__TASK TO COMPLETE__. Format the lines from the one containing "On this screenshot, the car" through the one containing "[425,146,447,186]", both included, as a Markdown table. Use the columns Row and Line, and skip any blank lines.

__DATA EXCERPTS__.

— START —

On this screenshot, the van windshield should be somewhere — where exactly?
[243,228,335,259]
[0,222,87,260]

— END —
— START —

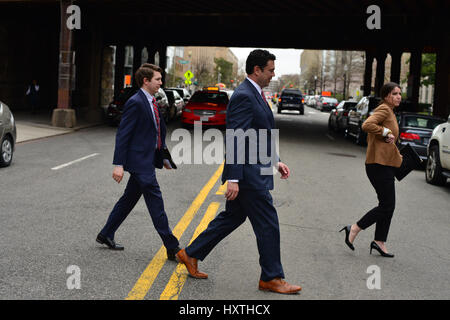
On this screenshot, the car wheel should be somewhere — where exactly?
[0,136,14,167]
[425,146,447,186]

— END —

__WRITTEN RESPONSE__.
| Row | Line |
|---|---|
| 1 | On this screenshot, the car wheel should be somewhere — where exactly? |
| 2 | [0,136,14,167] |
| 3 | [425,146,447,186] |